> AUFGABE UND ANFORDERUNGEN:
Aktualisiere alle folgenden Zeilen, indem du jedes „Final review“ durch „Quality check“ ersetzt. Alles andere bleibt unverändert.

==================================================

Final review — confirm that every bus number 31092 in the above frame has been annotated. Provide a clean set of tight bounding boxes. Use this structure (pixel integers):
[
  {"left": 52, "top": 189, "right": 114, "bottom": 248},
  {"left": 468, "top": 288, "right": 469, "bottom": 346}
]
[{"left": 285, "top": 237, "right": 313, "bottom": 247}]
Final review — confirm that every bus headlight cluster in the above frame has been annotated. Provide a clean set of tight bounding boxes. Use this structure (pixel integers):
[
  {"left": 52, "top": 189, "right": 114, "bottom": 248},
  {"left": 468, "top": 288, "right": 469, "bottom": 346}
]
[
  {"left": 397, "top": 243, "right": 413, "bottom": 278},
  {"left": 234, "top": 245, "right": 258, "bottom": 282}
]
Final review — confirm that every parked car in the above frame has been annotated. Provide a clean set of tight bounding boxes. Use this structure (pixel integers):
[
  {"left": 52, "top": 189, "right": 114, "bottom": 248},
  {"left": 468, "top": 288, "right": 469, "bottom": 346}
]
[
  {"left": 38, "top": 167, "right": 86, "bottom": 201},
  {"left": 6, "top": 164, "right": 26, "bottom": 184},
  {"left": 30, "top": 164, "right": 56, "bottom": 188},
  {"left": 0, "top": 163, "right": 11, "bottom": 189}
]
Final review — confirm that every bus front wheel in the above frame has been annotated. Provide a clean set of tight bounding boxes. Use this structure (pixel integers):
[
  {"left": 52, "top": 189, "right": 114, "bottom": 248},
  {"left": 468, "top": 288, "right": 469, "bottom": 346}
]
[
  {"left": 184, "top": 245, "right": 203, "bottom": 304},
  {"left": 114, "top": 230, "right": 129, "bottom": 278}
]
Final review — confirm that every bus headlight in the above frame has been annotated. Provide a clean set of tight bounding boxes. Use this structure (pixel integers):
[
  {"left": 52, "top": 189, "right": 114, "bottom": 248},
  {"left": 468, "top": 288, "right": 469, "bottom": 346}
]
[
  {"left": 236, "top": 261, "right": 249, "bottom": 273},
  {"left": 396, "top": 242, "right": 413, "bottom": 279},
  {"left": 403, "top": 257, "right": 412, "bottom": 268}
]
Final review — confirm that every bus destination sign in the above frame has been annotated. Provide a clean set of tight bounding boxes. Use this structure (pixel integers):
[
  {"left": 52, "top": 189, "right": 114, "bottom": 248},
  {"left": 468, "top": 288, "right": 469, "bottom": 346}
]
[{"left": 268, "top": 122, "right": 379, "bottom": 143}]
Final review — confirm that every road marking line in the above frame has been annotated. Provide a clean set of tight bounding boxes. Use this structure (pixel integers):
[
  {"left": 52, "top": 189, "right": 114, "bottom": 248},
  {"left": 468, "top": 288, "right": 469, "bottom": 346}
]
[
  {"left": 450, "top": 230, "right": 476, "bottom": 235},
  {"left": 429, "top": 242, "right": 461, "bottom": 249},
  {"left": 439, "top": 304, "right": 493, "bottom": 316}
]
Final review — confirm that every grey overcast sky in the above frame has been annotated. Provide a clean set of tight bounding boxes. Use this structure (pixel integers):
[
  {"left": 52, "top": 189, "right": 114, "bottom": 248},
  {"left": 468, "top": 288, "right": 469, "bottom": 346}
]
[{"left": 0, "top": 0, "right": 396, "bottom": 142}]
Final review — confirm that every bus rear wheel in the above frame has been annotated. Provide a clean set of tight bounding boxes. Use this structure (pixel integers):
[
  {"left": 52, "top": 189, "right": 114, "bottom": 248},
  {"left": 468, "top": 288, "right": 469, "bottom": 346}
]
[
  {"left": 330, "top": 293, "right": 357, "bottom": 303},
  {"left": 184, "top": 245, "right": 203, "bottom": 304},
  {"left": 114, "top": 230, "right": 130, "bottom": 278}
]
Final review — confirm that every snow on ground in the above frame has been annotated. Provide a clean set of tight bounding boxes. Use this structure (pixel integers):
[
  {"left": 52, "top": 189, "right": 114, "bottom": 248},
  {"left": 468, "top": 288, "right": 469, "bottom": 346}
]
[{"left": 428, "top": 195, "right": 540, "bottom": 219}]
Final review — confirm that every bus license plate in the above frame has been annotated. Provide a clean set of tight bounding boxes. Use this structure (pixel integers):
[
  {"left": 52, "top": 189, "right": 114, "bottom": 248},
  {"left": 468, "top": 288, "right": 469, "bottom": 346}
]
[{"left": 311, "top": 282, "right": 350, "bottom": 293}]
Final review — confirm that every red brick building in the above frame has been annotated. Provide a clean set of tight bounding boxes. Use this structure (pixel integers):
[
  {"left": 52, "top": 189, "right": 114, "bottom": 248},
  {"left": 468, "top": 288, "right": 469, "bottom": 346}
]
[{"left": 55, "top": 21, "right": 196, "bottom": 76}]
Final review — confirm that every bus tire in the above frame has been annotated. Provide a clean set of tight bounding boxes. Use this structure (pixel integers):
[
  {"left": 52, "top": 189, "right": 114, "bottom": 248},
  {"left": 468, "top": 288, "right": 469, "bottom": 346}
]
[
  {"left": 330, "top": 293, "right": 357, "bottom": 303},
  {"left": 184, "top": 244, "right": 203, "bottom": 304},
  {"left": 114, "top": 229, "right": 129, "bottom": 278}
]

==================================================

> SCHRIFTLICHE ANTWORT:
Quality check — confirm that every bus number 31092 in the above frame has been annotated. Provide a clean set of tight bounding boxes. Use this structure (pixel integers):
[
  {"left": 52, "top": 189, "right": 114, "bottom": 248},
  {"left": 468, "top": 288, "right": 469, "bottom": 346}
]
[{"left": 285, "top": 237, "right": 313, "bottom": 247}]
Quality check — confirm that every bus headlight cluster in the above frame has been annotated. Provide a clean set of tight bounding boxes. Use this structure (pixel integers):
[
  {"left": 52, "top": 189, "right": 114, "bottom": 248},
  {"left": 468, "top": 288, "right": 469, "bottom": 346}
]
[
  {"left": 397, "top": 243, "right": 413, "bottom": 278},
  {"left": 234, "top": 245, "right": 258, "bottom": 282}
]
Quality check — confirm that every parked car in the above frame has been annotated. Provide a clean set of tight bounding boxes. Use this structure (pixel integers):
[
  {"left": 52, "top": 189, "right": 114, "bottom": 248},
  {"left": 468, "top": 288, "right": 469, "bottom": 346}
]
[
  {"left": 38, "top": 167, "right": 86, "bottom": 201},
  {"left": 6, "top": 164, "right": 26, "bottom": 184},
  {"left": 30, "top": 164, "right": 56, "bottom": 188},
  {"left": 0, "top": 163, "right": 11, "bottom": 189}
]
Quality check — confirm that every bus front wheel in the above frame has been annotated. Provide a clean set of tight bounding boxes. Use this structure (pixel integers):
[
  {"left": 52, "top": 189, "right": 114, "bottom": 248},
  {"left": 468, "top": 288, "right": 469, "bottom": 346}
]
[
  {"left": 184, "top": 245, "right": 203, "bottom": 304},
  {"left": 114, "top": 230, "right": 129, "bottom": 278}
]
Quality check — confirm that every bus headlight in the above frame has been annotated. Provide a clean set of tight bounding boxes. Use this structure (pixel integers):
[
  {"left": 52, "top": 189, "right": 114, "bottom": 248},
  {"left": 468, "top": 288, "right": 469, "bottom": 346}
]
[
  {"left": 236, "top": 261, "right": 249, "bottom": 273},
  {"left": 396, "top": 242, "right": 413, "bottom": 279},
  {"left": 403, "top": 257, "right": 412, "bottom": 268}
]
Quality check — confirm that every bus destination sign in the above frame has been annotated. Provide a clean set of tight bounding boxes. Use this structure (pixel integers):
[
  {"left": 52, "top": 189, "right": 114, "bottom": 248},
  {"left": 468, "top": 288, "right": 469, "bottom": 346}
]
[{"left": 268, "top": 122, "right": 379, "bottom": 143}]
Quality check — confirm that every road marking line in the above frame has been annotated. Provide a clean set of tight bounding boxes. Use this structure (pixel integers):
[
  {"left": 52, "top": 189, "right": 114, "bottom": 248},
  {"left": 468, "top": 288, "right": 469, "bottom": 346}
]
[
  {"left": 450, "top": 230, "right": 476, "bottom": 235},
  {"left": 429, "top": 242, "right": 461, "bottom": 249},
  {"left": 439, "top": 304, "right": 493, "bottom": 316}
]
Quality check — confirm that every grey overcast sky in the above frame has been annotated. Provide a clean set of tight bounding boxes. Use this structure (pixel integers):
[
  {"left": 52, "top": 189, "right": 114, "bottom": 248},
  {"left": 468, "top": 288, "right": 469, "bottom": 346}
]
[{"left": 0, "top": 0, "right": 396, "bottom": 142}]
Quality check — confirm that every bus rear wheel in the above frame has been annotated. Provide a clean set of tight bounding boxes. Use this structure (pixel integers):
[
  {"left": 52, "top": 189, "right": 114, "bottom": 248},
  {"left": 468, "top": 288, "right": 469, "bottom": 346}
]
[
  {"left": 330, "top": 293, "right": 357, "bottom": 303},
  {"left": 184, "top": 245, "right": 203, "bottom": 304},
  {"left": 114, "top": 230, "right": 130, "bottom": 278}
]
Quality check — confirm that every snow on ground in the above frame has been annotated. Provide a clean set of tight bounding boxes. Use this structure (pixel integers):
[
  {"left": 52, "top": 189, "right": 114, "bottom": 248},
  {"left": 468, "top": 288, "right": 469, "bottom": 346}
]
[{"left": 428, "top": 195, "right": 540, "bottom": 219}]
Quality check — confirm that every bus license plate in the above frame has been annotated. Provide a clean set of tight bounding boxes. Use this structure (pixel integers):
[
  {"left": 52, "top": 189, "right": 114, "bottom": 248},
  {"left": 468, "top": 288, "right": 469, "bottom": 346}
]
[{"left": 311, "top": 282, "right": 350, "bottom": 293}]
Quality check — confirm that every red brick building in the above frame has been annotated. Provide a clean set of tight bounding boxes. Use this structure (pixel integers):
[
  {"left": 52, "top": 189, "right": 114, "bottom": 248},
  {"left": 468, "top": 288, "right": 469, "bottom": 346}
]
[{"left": 55, "top": 21, "right": 196, "bottom": 76}]
Quality check — confirm that every bus tire in the above frame has been annotated. Provide a clean set of tight bounding boxes. Use this structure (pixel integers):
[
  {"left": 52, "top": 189, "right": 114, "bottom": 248},
  {"left": 468, "top": 288, "right": 469, "bottom": 346}
]
[
  {"left": 330, "top": 293, "right": 357, "bottom": 303},
  {"left": 184, "top": 244, "right": 203, "bottom": 304},
  {"left": 114, "top": 229, "right": 129, "bottom": 278}
]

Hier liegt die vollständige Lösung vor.